Cana por quê? Ele tem de ser enquadrado no parágrafo 2º do artigo 33 da Lei 11.343, que trata do combate às drogas. No domingo, no show de um grupo de reggae chamado Tribo de Jah, na cidade de Alto Paraíso, perto da Chapada dos Veadeiros, em Goiás, o valente subiu ao palco para pregar a descriminação da maconha. Pregou só a descriminação? Ora, vejam o vídeo vocês mesmos. Minc fazendo um discurso daquele na Chapada dos Veadeiros vale por uma celebração metalinguística.
Algumas pessoas ficam com a voz embargada de emoção. Minc é do tipo que fica com a voz pastosa. Engrolando aquela língua estranha, que rompe com a lógica e vai juntando alhos com bugalhos, o ministro subiu ao palco e deu vivas a Bob Marley, a Chico Mendes, à Paz, à resistência e conclamou: “Não vamos deixar queimar a Amazônia”. Parecia discurso de gente chapada.

== == ==

Instruções de trabalho ▸
**A)** Redimensione as entradas desde a linha que contém "Isolate each arcade" até o fim delas, ambas as pontas incluídas. Reescreva todas essas linhas, pedidos incluídos, multiplicando por 0,35 cada coordenada das respostas e arredondando para inteiros, com as metades para cima.
**B)** Escreva a continuação do texto sobre o discurso de Minc no show em Alto Paraíso, a partir da última frase apresentada.

== == ==

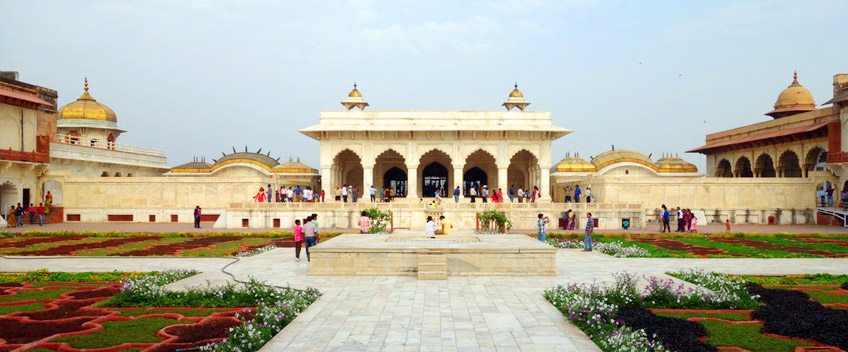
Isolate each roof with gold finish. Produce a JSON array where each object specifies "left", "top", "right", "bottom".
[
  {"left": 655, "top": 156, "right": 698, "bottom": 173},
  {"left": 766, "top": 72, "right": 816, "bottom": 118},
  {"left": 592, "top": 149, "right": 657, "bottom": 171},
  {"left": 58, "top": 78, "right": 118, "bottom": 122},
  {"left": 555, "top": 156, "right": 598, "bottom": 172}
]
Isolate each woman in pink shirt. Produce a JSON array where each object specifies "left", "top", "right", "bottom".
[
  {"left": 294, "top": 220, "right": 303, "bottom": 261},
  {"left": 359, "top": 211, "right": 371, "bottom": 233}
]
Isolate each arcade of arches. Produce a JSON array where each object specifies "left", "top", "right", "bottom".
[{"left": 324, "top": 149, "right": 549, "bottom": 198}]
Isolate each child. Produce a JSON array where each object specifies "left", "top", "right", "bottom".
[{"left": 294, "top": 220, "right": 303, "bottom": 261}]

== == ==

Resultados em ordem ▸
**A)**
Isolate each arcade of arches. Produce a JSON array where each object specifies "left", "top", "right", "bottom".
[{"left": 113, "top": 52, "right": 192, "bottom": 69}]
Isolate each child. Produce a JSON array where each object specifies "left", "top", "right", "bottom".
[{"left": 103, "top": 77, "right": 106, "bottom": 91}]

**B)**
E isto, gente! Nada de queimar a Amazônia!
Minc não queima a Amazônia!
De jeito nenhum! A Amazônia, Minc não queima!
E também falou em defesa do cerrado, da caatinga, da Mata Atlântica, pediu que todos fechassem os olhos e abraçassem a amiga, o amigo, beijassem a namorada, o namorado… A droga, que mata milhares de pessoas por ano no Brasil — ou por causa do narcotráfico ou em decorrência dos malefícios advindos do consumo — era tratada ali como o elixir da paz. E os presentes gritavam “Maconha! Maconha!”.
Então o homem resolveu pensar! Transcrevo um trecho. Importante dizer que, enquanto falava, Minc dançava. Metido num daqueles coletinhos eloqüentes, movia o barrigão e o “traseiro gordo” (by Fucker & Sucker) de modo um tanto constrangedor. Peço que atentem para a lógica severa da fala:
“Vamos acabar com a impunidade. Daí a importância da música, a consciência da rapaziada. Vamo defender o cerrado, a caatinga, a Amazônia, a Mata Atlântica e o o reggae, o reaggae é a liberdade.”
Um maluco gritava:
- A Maconhaaaa!!! E o pré-sal!!! O pré-sal!!!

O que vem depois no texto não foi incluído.